• Testo fornito:
┌────────

Autore: Gerardo Porreca

Categoria: Edilizia

21/03/2011

Secondo la Cassazione il capocantiere, anche in assenza di una formale delega, è destinatario diretto dell’obbligo di verificare che i lavori in cantiere vengano svolti in applicazione delle norme antinfortunistiche. A cura di G. Porreca.

 
 
Commento a cura di Gerardo Porreca
 
È il capocantiere questa volta al centro delle attenzioni della Corte di Cassazione.
La suprema Corte in questa sentenza coglie l’occasione per fare il punto sul ruolo, sulle funzioni e sulle responsabilità che questa figura assume nell’ambito della organizzazione di un cantiere richiamando alcune precedenti espressioni emanate in precedenza dalla stessa Corte.
Il capocantiere, infatti, anche in assenza di una formale delega in materia di sicurezza sul lavoro, è destinatario dell’obbligo di verificare che le concrete modalità di esecuzione delle prestazioni lavorative all’interno del cantiere rispettino le norme antinfortunistiche (Cass. Sez. IV n. 12673 del 4/3/2009).

└────────

• Compiti assegnati:
1. Puoi trascrivere senza modifiche il commento sul capocantiere da "Secondo la Cassazione" a "Corte di Cassazione."?
2. Come proseguiresti il commento sulla responsabilità del capocantiere dopo l'ultima frase riportata?
Queste voci provengono da una fonte diversa.

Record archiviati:
┌────────

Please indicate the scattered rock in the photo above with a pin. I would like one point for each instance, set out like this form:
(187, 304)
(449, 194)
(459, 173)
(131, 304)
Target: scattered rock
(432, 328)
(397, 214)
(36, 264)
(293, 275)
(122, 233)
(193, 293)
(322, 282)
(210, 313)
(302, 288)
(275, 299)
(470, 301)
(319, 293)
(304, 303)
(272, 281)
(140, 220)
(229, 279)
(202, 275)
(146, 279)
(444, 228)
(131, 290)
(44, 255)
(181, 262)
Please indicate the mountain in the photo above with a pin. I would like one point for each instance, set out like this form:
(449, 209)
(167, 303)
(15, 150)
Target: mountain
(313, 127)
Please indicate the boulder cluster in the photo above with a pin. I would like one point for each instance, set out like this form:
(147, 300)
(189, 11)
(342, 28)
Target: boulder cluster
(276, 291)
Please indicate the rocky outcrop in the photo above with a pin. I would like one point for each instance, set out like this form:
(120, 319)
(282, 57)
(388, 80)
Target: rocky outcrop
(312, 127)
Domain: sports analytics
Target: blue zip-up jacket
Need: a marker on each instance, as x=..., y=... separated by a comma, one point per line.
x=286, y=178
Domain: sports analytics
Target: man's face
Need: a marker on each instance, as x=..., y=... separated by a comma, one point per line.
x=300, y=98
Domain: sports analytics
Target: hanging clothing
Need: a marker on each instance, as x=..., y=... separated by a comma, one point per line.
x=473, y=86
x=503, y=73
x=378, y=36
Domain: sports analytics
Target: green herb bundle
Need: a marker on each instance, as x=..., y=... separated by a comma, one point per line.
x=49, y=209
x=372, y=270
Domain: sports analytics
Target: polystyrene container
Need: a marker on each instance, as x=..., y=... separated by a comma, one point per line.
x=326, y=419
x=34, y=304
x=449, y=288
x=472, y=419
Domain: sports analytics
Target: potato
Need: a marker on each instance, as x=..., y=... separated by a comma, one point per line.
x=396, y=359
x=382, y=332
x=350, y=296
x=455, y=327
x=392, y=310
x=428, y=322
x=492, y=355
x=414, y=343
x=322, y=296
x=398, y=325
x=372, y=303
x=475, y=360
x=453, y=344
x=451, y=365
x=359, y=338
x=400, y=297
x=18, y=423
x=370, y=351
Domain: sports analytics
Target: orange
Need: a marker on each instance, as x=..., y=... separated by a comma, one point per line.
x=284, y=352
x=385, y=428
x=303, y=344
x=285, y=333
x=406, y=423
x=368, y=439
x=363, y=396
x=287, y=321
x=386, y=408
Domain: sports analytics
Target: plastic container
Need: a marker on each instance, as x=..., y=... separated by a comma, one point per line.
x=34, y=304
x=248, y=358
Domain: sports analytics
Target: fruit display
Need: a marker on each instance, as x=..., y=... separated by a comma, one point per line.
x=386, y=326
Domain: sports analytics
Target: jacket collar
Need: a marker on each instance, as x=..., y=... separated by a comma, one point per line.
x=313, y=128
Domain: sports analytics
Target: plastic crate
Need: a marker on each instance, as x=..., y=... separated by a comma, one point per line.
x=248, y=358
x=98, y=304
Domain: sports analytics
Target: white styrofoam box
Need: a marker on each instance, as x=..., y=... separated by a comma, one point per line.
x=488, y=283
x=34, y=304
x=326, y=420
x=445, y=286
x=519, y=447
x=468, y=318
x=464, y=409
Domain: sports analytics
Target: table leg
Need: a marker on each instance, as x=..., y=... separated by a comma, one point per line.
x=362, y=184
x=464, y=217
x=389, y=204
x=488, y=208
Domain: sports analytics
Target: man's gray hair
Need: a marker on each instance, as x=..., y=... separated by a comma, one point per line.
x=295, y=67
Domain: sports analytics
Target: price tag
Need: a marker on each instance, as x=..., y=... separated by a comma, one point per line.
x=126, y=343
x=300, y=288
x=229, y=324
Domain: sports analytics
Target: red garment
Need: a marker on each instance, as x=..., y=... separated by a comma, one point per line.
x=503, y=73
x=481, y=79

└────────

• Risposte dell'esercizio:
1.
Secondo la Cassazione il capocantiere, anche in assenza di una formale delega, è destinatario diretto dell’obbligo di verificare che i lavori in cantiere vengano svolti in applicazione delle norme antinfortunistiche. A cura di G. Porreca.

 
 
Commento a cura di Gerardo Porreca
 
È il capocantiere questa volta al centro delle attenzioni della Corte di Cassazione.

2.
Lo stesso, d’altra parte in via di principio generale, è certamente persona adatta ad individuare la corretta applicazione delle norme antinfortunistiche, o quanto meno di quelle di comune prudenza, per la prevenzione di incidenti in cui possono essere coinvolti dipendenti ovvero terze persone estranee ai lavori. In tema di infortuni sul lavoro, peraltro, sostiene ancora la suprema Corte, chiunque, in qualsiasi modo, abbia assunto una posizione di preminenza rispetto ad altri lavoratori così da poter impartire a loro ordini, istruzioni o direttive sul lavoro da eseguire, deve essere considerato tenuto automaticamente, ai sensi delle disposizioni di legge in materia di salute e sicurezza sul lavoro, ad attuare le prescritte misure di sicurezza ed a disporre ed esigere che esse siano rispettate.
 
La Corte di Cassazione richiama, altresì, in questa sentenza un principio che vige nel caso in cui possano esservi più garanti della sicurezza dei lavoratori  e cioè quello in base al quale se ci sono più persone che sono titolari dell’obbligo di impedire un evento infortunistico ciascuno è per intero destinatario dell’obbligo di tutela impostogli dalla legge (Cass. Sez. IV n. 46515 del 19/5/2004) per cui la omessa applicazione di una cautela antinfortunistica è addebitabile ad ognuno dei titolari di tale posizione a nulla rilevando che vi siano altri soggetti contemporaneamente gravati dallo stesso obbligo per un diverso ed autonomo titolo ( Cass. Sez. IV n. 3948 del 19/2/1998).
In caso di concorso di persone in un reato, inoltre, la circostanza attenuante di cui all’art. 114 c.p. è configurabile a condizione che sia possibile, attraverso l’esame delle modalità di commissione del fatto, stabilire che l’imputato abbia svolto un ruolo assolutamente marginale di efficacia causale così lieve nella determinazione dell’evento criminoso da risultare del tutto trascurabile (Cass. Sez. II n. 38492 del 23/9/2008).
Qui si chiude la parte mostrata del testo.